Source excerpt:
There are two kinds of performance problems: the ones you find during load testing and the ones that find you at 3 AM on a Friday. I prefer the first kind.

I've used JMeter, k6, Locust, and Gatling. I keep coming back to Gatling. The simulation scripts are actual code (Scala or Java), the reports are excellent out of the box, and it handles high concurrency without becoming the bottleneck itself (looking at you, JMeter with 500 threads eating all your laptop's RAM).

Scenario Design

A load test is only as good as its scenario. If you're hitting one endpoint with a constant rate, you're testing a fantasy. Real traffic has patterns.

Here's a Gatling simulation that models something closer to reality:

public class OrderFlowSimulation extends Simulation {

    HttpProtocolBuilder httpProtocol = http
        .baseUrl("https://api.staging.example.com")
        .acceptHeader("application/json")
        .contentTypeHeader("application/json");

    ScenarioBuilder browseAndOrder = scenario("Browse and Order")
        .exec(http("List Products").get("/products"))
        .pause(Duration.ofSeconds(2), Duration.ofSeconds(5))
        .exec(http("View Product").get("/products/#{productId}"))
        .pause(Duration.ofSeconds(1), Duration.ofSeconds(3))
        .exec(http("Create Order").post("/orders")

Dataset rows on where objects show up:
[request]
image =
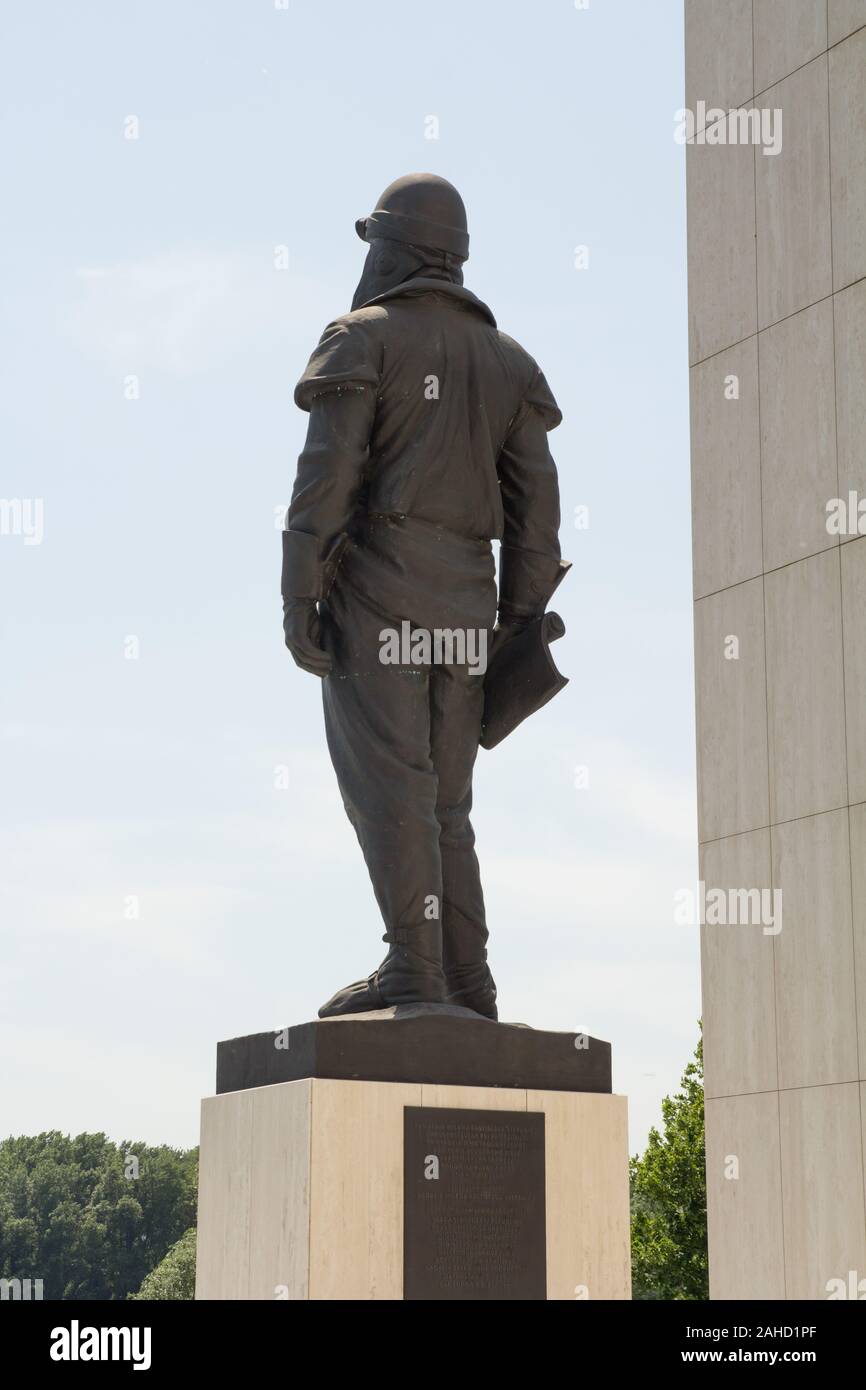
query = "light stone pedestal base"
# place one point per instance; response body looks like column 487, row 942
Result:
column 300, row 1189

Written request:
Answer these questions about the Gatling load-testing text.
(a) Which four load-testing tools does the writer say they have used?
(b) What base URL does the simulation's HTTP protocol set?
(c) What name is given to the scenario in the simulation?

Answer to this problem:
(a) JMeter, k6, Locust, and Gatling.
(b) https://api.staging.example.com
(c) "Browse and Order"